Dataset items

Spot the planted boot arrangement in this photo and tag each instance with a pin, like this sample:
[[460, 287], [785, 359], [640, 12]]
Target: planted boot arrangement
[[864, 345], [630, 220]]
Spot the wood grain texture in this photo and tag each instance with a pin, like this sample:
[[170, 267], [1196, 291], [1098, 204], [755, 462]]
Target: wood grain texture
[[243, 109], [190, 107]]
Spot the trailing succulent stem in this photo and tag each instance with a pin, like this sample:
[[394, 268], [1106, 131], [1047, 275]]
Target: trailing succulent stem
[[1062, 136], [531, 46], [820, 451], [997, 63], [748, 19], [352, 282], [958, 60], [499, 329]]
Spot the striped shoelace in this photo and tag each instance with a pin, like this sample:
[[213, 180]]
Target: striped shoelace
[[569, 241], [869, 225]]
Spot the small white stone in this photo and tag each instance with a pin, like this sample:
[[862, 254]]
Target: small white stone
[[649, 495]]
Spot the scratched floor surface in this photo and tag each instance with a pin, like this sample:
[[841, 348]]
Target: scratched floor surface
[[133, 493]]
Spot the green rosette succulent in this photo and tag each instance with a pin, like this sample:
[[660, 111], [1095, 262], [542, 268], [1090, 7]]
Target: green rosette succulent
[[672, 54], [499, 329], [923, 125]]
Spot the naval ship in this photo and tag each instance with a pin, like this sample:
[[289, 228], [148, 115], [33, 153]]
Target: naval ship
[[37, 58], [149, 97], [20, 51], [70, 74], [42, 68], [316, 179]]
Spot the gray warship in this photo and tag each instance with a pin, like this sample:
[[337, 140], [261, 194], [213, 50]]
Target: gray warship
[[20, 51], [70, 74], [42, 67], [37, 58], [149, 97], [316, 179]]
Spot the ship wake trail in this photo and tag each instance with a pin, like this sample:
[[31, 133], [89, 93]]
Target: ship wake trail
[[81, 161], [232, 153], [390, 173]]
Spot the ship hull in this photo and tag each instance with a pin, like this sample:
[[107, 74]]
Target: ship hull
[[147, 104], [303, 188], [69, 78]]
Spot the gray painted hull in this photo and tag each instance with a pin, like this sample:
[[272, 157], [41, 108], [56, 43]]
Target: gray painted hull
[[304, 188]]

### [Given problem]
Please output the complete data exactly.

### [Full response]
Spot the planted boot arrangement in this photo and tag each instance with a pin, like this sample:
[[460, 287], [785, 359], [640, 12]]
Target: planted boot arrangement
[[864, 345], [630, 220]]
Spot the wood grain texture in this photo and tag each instance with a pin, like this sample:
[[170, 267], [1196, 291], [1098, 204], [755, 462]]
Target: wood grain texture
[[243, 109], [190, 107]]
Spot the trailing succulent stem in this photo and tag each instance with a pin, like this sample:
[[394, 268], [1106, 131], [1047, 275]]
Target: trailing succulent stem
[[1062, 136], [531, 46], [820, 451], [997, 63], [748, 19], [352, 282], [958, 60], [499, 329]]
Spot the striped shoelace in this photo and tag each instance with a pin, like this sample:
[[213, 180]]
Target: striped shoelace
[[569, 241], [869, 225]]
Spot the small white stone in this photo and tag each instance with a pin, like this sample:
[[862, 254]]
Target: small white stone
[[649, 495]]
Spot the scratched floor surface in this photo and tag each instance with a pin, like this sample:
[[841, 348]]
Target: scratched floor surface
[[133, 493]]
Spot the green rosette succulent in this photo and tag each instance with a pin, like this sample:
[[660, 111], [1095, 262], [542, 268], [1090, 7]]
Target: green rosette succulent
[[672, 54], [499, 329], [923, 125]]
Spot the naval ship in this photo and tag each instance with a pin, like this sample:
[[289, 228], [148, 115], [33, 153]]
Target: naval ship
[[37, 58], [149, 97], [20, 51], [70, 74], [42, 68], [316, 179]]
Spot the gray warship in this photo and tag each instance with a pin, like this sample:
[[337, 140], [261, 194], [213, 50]]
Target: gray warship
[[20, 51], [70, 74], [42, 67], [37, 58], [149, 97], [316, 179]]
Spot the ship wake trail in this photo and tag each instance with a pin, like this sample:
[[31, 133], [89, 93]]
Target: ship wake trail
[[81, 161], [232, 153], [390, 173]]
Spot the ship hull in this photo and tag each instance with a pin, like this sample:
[[107, 74]]
Target: ship hull
[[147, 104], [303, 188], [69, 78]]
Spot the gray painted hull in this photo and tag each instance with a pin, like this sample:
[[272, 157], [41, 108], [56, 43]]
Target: gray painted hull
[[304, 188]]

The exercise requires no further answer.